PROVIDED DATA Block Start

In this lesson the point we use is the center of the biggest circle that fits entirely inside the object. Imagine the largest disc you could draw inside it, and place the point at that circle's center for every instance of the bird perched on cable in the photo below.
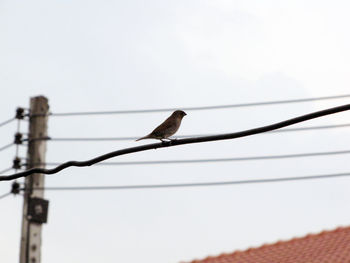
(167, 128)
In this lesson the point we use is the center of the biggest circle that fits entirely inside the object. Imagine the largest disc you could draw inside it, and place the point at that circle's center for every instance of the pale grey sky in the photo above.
(114, 55)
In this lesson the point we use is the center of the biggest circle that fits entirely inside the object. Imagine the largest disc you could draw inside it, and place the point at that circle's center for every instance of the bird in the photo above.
(167, 128)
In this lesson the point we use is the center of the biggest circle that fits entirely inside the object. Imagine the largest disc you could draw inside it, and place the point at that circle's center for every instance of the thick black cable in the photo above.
(215, 160)
(6, 170)
(80, 139)
(6, 146)
(7, 122)
(201, 108)
(226, 136)
(221, 183)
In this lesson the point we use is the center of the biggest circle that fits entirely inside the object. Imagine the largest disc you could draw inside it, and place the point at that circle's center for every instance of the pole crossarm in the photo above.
(172, 143)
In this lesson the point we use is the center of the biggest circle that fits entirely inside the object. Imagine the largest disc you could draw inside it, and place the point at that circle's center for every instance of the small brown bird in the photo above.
(167, 128)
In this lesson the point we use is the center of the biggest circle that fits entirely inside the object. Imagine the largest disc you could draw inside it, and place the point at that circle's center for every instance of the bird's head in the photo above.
(179, 114)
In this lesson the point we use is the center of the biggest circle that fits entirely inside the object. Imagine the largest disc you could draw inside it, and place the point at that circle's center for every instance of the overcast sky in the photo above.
(125, 55)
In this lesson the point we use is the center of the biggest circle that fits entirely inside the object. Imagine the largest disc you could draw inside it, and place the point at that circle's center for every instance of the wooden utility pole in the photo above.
(34, 206)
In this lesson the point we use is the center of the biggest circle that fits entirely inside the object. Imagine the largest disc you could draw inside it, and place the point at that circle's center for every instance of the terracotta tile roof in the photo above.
(325, 247)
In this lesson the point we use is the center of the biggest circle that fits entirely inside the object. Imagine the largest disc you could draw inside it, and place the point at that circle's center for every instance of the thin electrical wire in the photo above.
(5, 170)
(215, 160)
(201, 108)
(4, 195)
(79, 139)
(7, 122)
(6, 146)
(221, 183)
(17, 145)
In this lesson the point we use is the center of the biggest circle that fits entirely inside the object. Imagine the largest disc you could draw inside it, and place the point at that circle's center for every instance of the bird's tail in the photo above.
(142, 138)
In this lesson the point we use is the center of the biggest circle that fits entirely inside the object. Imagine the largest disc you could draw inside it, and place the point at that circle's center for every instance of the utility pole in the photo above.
(34, 206)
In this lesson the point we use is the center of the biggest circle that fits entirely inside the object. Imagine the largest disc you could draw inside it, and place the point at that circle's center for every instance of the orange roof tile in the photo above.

PROVIDED DATA Block End

- _WORK REQUEST_
Repeat the data exactly as written, but without the pictures.

- _ANSWER TO THE EXERCISE_
In this lesson the point we use is the center of the biggest circle that fits entirely inside the object. Imagine the largest disc you could draw inside it, and place the point at that circle's center for every instance of the bird perched on cable in the photo below.
(167, 128)
In this lesson the point we use is the center of the biggest circle that fits entirely inside the object. Imagine the largest disc you could draw inside it, and place the point at that circle's center for every instance of the pale grey sky in the photo above.
(114, 55)
In this lesson the point we use is the center of the biggest circle that fits entirely inside the object. Imagine the largest disc you could draw inside it, and place the point at that circle's center for every instance of the bird in the photo above.
(167, 128)
In this lesson the point we use is the center of the biggest circle that fits entirely inside the object. Imagine the largest disc you could draw inside it, and place the point at that circle's center for every instance of the thick black cable in the photo above.
(215, 160)
(6, 170)
(80, 139)
(6, 146)
(7, 122)
(201, 108)
(226, 136)
(221, 183)
In this lesson the point we use is the center of the biggest circle that fits entirely inside the object. Imagine the largest disc you could draw inside it, and place the point at that circle's center for every instance of the pole crossarm in the photo above.
(172, 143)
In this lesson the point we use is the center of the biggest circle that fits entirely inside the object. Imagine the largest disc you could draw inside it, and place the point at that circle's center for every instance of the small brown bird in the photo above.
(167, 128)
In this lesson the point we use is the center of the biggest circle that fits entirely inside the object. Imagine the largest disc you could draw inside it, and place the point at that circle's center for every instance of the bird's head in the photo above.
(179, 114)
In this lesson the point we use is the center of the biggest circle that fits entirely inside the object. Imagine the largest disc you could draw inside it, and place the point at that circle's center for every instance of the overcast sky in the photo above.
(125, 55)
In this lesson the point we use is the center of the biggest circle that fits entirely inside the object. Imagine the largest disc you could draw inside it, and place the point at that circle's center for every instance of the wooden utility pole in the photo above.
(34, 206)
In this lesson the point we use is the center of the biggest circle that fits entirely inside the object. Imagine the largest disc you could draw inside it, and place the point at that circle's center for every instance of the terracotta tile roof in the photo above.
(325, 247)
In this lesson the point we use is the center of the biggest circle that fits entirely inside the object. Imagine the largest disc you could draw inside it, and place the point at that circle's center for every instance of the thin electrical wire in the photo above.
(5, 170)
(215, 160)
(201, 108)
(4, 195)
(79, 139)
(7, 122)
(6, 146)
(221, 183)
(17, 145)
In this lesson the point we use is the center of the biggest circle that fits entirely inside the object. Imagine the largest disc you could draw inside it, and place the point at that circle's center for every instance of the bird's tail in the photo above.
(142, 138)
In this lesson the point we use is the center of the biggest circle that fits entirely inside the object. Imagine the largest disc you could draw inside it, and place the point at that circle's center for every instance of the utility pole in the photo above.
(34, 206)
In this lesson the point we use is the center of the biggest circle that fits entirely inside the object. Imagine the largest disc you could draw inside it, and place the point at that circle's center for every instance of the orange roof tile in the photo above.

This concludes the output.